##### Input for this task #####
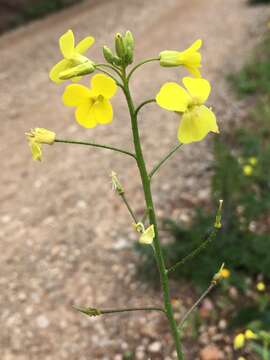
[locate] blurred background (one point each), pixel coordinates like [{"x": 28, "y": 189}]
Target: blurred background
[{"x": 65, "y": 236}]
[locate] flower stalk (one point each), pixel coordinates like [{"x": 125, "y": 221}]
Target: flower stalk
[{"x": 152, "y": 218}]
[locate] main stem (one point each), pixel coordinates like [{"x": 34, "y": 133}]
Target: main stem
[{"x": 152, "y": 219}]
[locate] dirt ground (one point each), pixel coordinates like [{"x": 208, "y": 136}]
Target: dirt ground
[{"x": 65, "y": 237}]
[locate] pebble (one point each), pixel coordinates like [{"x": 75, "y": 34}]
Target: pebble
[
  {"x": 42, "y": 321},
  {"x": 155, "y": 347}
]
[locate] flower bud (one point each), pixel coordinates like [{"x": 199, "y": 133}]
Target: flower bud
[
  {"x": 117, "y": 187},
  {"x": 41, "y": 136},
  {"x": 120, "y": 46},
  {"x": 148, "y": 235},
  {"x": 108, "y": 55},
  {"x": 218, "y": 223},
  {"x": 129, "y": 47},
  {"x": 83, "y": 69},
  {"x": 169, "y": 58},
  {"x": 218, "y": 276}
]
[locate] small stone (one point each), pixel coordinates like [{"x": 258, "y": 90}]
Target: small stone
[
  {"x": 211, "y": 352},
  {"x": 155, "y": 347},
  {"x": 42, "y": 322}
]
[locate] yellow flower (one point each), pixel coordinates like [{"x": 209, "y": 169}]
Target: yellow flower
[
  {"x": 73, "y": 55},
  {"x": 93, "y": 105},
  {"x": 39, "y": 136},
  {"x": 225, "y": 273},
  {"x": 148, "y": 235},
  {"x": 197, "y": 120},
  {"x": 253, "y": 160},
  {"x": 239, "y": 341},
  {"x": 247, "y": 170},
  {"x": 260, "y": 286},
  {"x": 190, "y": 58},
  {"x": 249, "y": 334}
]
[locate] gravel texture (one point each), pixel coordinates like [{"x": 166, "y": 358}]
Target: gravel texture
[{"x": 65, "y": 237}]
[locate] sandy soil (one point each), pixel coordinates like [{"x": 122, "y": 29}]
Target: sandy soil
[{"x": 65, "y": 237}]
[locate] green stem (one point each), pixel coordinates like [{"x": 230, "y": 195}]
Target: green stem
[
  {"x": 193, "y": 307},
  {"x": 97, "y": 312},
  {"x": 139, "y": 65},
  {"x": 90, "y": 143},
  {"x": 129, "y": 207},
  {"x": 152, "y": 217},
  {"x": 142, "y": 105},
  {"x": 195, "y": 252},
  {"x": 163, "y": 160}
]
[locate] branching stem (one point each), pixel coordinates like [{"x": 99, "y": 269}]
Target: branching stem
[
  {"x": 195, "y": 252},
  {"x": 163, "y": 160},
  {"x": 193, "y": 307},
  {"x": 90, "y": 143}
]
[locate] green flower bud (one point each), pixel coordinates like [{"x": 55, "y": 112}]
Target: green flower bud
[
  {"x": 129, "y": 47},
  {"x": 108, "y": 55},
  {"x": 83, "y": 69},
  {"x": 120, "y": 46},
  {"x": 218, "y": 223}
]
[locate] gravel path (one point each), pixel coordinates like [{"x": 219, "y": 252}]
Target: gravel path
[{"x": 65, "y": 237}]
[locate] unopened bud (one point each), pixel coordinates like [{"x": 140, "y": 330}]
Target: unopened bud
[
  {"x": 129, "y": 47},
  {"x": 218, "y": 223},
  {"x": 83, "y": 69},
  {"x": 117, "y": 187},
  {"x": 108, "y": 55},
  {"x": 119, "y": 46},
  {"x": 218, "y": 276}
]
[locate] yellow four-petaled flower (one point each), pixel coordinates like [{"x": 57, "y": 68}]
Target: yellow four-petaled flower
[
  {"x": 197, "y": 119},
  {"x": 93, "y": 104},
  {"x": 73, "y": 55}
]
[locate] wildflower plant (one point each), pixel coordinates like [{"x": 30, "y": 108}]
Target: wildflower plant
[{"x": 93, "y": 107}]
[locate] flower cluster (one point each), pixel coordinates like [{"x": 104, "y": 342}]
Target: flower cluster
[{"x": 93, "y": 104}]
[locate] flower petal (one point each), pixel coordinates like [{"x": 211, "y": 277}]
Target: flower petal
[
  {"x": 173, "y": 97},
  {"x": 194, "y": 71},
  {"x": 66, "y": 43},
  {"x": 76, "y": 94},
  {"x": 57, "y": 68},
  {"x": 84, "y": 116},
  {"x": 196, "y": 124},
  {"x": 198, "y": 88},
  {"x": 84, "y": 44},
  {"x": 103, "y": 85},
  {"x": 102, "y": 112},
  {"x": 196, "y": 45}
]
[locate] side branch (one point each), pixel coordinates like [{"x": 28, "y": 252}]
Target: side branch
[
  {"x": 96, "y": 312},
  {"x": 193, "y": 307},
  {"x": 139, "y": 65},
  {"x": 195, "y": 252},
  {"x": 142, "y": 105},
  {"x": 163, "y": 160},
  {"x": 89, "y": 143}
]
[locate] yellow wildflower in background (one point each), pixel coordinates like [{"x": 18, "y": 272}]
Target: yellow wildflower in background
[
  {"x": 247, "y": 170},
  {"x": 93, "y": 105},
  {"x": 73, "y": 55},
  {"x": 253, "y": 160},
  {"x": 249, "y": 334},
  {"x": 239, "y": 341},
  {"x": 39, "y": 136},
  {"x": 197, "y": 119},
  {"x": 225, "y": 273},
  {"x": 189, "y": 58},
  {"x": 260, "y": 286}
]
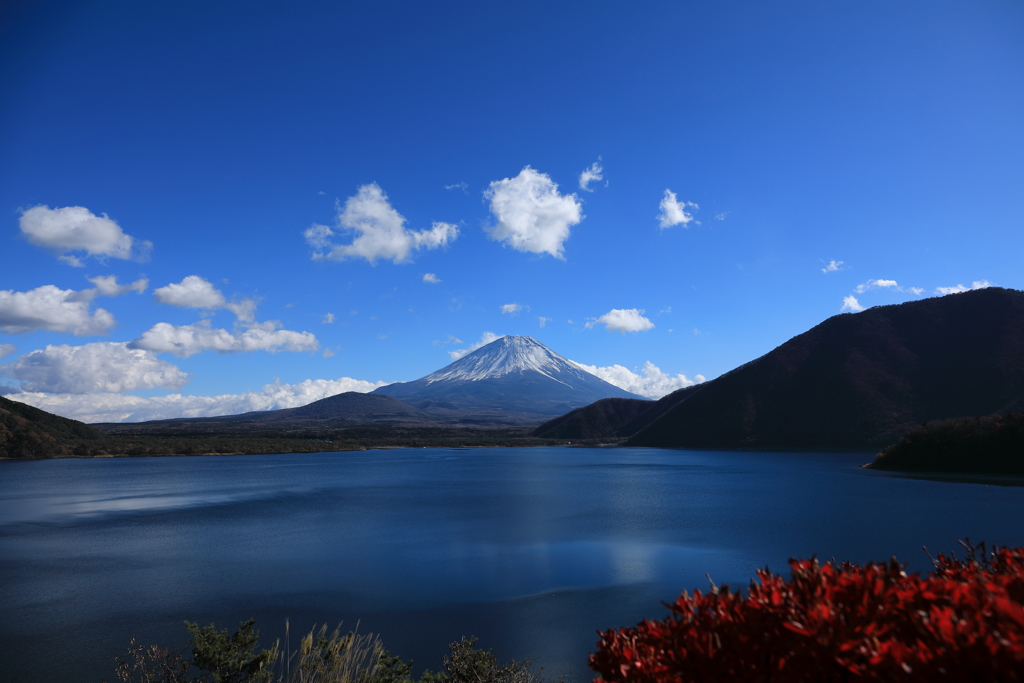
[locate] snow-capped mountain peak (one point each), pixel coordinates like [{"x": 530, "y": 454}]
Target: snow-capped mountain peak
[{"x": 506, "y": 355}]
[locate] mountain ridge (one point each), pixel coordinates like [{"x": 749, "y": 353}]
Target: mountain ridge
[{"x": 859, "y": 381}]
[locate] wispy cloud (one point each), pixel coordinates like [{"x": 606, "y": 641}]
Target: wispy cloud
[
  {"x": 851, "y": 303},
  {"x": 53, "y": 309},
  {"x": 594, "y": 173},
  {"x": 651, "y": 382},
  {"x": 195, "y": 292},
  {"x": 186, "y": 340},
  {"x": 102, "y": 367},
  {"x": 76, "y": 229},
  {"x": 877, "y": 284},
  {"x": 674, "y": 211},
  {"x": 511, "y": 308},
  {"x": 833, "y": 266},
  {"x": 956, "y": 289},
  {"x": 485, "y": 339},
  {"x": 380, "y": 230},
  {"x": 623, "y": 319},
  {"x": 127, "y": 408},
  {"x": 531, "y": 215}
]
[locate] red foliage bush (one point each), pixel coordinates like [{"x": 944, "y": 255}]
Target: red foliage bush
[{"x": 838, "y": 622}]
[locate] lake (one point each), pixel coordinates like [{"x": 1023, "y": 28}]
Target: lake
[{"x": 532, "y": 550}]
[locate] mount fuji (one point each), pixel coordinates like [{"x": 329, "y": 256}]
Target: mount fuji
[{"x": 513, "y": 378}]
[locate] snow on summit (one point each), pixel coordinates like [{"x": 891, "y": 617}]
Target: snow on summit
[{"x": 506, "y": 355}]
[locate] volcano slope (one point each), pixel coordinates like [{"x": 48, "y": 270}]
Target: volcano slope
[{"x": 514, "y": 379}]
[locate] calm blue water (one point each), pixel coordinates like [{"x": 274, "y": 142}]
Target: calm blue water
[{"x": 530, "y": 549}]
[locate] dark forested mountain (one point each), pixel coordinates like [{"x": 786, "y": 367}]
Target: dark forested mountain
[
  {"x": 992, "y": 444},
  {"x": 514, "y": 378},
  {"x": 601, "y": 419},
  {"x": 861, "y": 380},
  {"x": 30, "y": 432},
  {"x": 343, "y": 410}
]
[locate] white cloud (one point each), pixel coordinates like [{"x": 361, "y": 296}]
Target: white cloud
[
  {"x": 976, "y": 285},
  {"x": 833, "y": 266},
  {"x": 121, "y": 408},
  {"x": 103, "y": 367},
  {"x": 195, "y": 292},
  {"x": 380, "y": 231},
  {"x": 485, "y": 339},
  {"x": 877, "y": 284},
  {"x": 592, "y": 174},
  {"x": 512, "y": 308},
  {"x": 652, "y": 383},
  {"x": 674, "y": 211},
  {"x": 851, "y": 303},
  {"x": 51, "y": 308},
  {"x": 624, "y": 319},
  {"x": 77, "y": 229},
  {"x": 186, "y": 340},
  {"x": 108, "y": 286},
  {"x": 531, "y": 215}
]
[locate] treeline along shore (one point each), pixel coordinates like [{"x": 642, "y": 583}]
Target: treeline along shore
[{"x": 28, "y": 432}]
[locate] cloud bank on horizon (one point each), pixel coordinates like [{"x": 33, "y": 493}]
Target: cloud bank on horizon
[{"x": 256, "y": 231}]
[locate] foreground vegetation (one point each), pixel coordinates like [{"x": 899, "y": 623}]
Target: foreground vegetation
[
  {"x": 838, "y": 622},
  {"x": 322, "y": 657},
  {"x": 991, "y": 444},
  {"x": 28, "y": 432},
  {"x": 830, "y": 622}
]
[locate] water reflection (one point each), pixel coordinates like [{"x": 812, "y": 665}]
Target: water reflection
[{"x": 531, "y": 550}]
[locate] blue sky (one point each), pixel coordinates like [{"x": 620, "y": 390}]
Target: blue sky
[{"x": 218, "y": 207}]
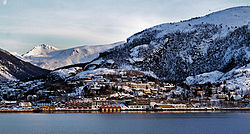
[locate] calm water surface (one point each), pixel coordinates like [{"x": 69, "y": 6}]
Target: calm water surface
[{"x": 125, "y": 123}]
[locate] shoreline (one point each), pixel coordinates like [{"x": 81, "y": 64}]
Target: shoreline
[{"x": 127, "y": 110}]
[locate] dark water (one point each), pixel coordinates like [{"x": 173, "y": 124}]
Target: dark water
[{"x": 126, "y": 123}]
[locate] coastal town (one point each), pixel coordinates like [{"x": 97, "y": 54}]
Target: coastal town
[{"x": 117, "y": 91}]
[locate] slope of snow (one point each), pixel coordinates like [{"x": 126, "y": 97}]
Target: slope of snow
[
  {"x": 212, "y": 77},
  {"x": 174, "y": 51},
  {"x": 40, "y": 51},
  {"x": 228, "y": 19},
  {"x": 238, "y": 78},
  {"x": 4, "y": 74},
  {"x": 51, "y": 58}
]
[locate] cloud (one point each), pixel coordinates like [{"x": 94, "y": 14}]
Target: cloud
[{"x": 5, "y": 2}]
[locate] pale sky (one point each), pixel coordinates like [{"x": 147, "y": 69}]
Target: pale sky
#####
List every line from the one containing "[locate] slope of" through the last line of the rows as a JSON array of strings, one string per line, leaving out any blank lines.

[
  "[locate] slope of snow (one point each), pixel coordinates like [{\"x\": 126, \"y\": 97}]",
  "Target: slope of snow",
  "[",
  "  {\"x\": 212, \"y\": 77},",
  "  {\"x\": 174, \"y\": 51},",
  "  {\"x\": 40, \"y\": 51},",
  "  {\"x\": 228, \"y\": 19},",
  "  {\"x\": 238, \"y\": 78},",
  "  {\"x\": 4, \"y\": 74},",
  "  {\"x\": 51, \"y\": 58}",
  "]",
  "[locate] cloud (one point each), pixel coordinates like [{\"x\": 94, \"y\": 14}]",
  "Target: cloud",
  "[{\"x\": 5, \"y\": 2}]",
  "[locate] pale sky (one point each), pixel coordinates like [{\"x\": 147, \"y\": 69}]",
  "Target: pale sky"
]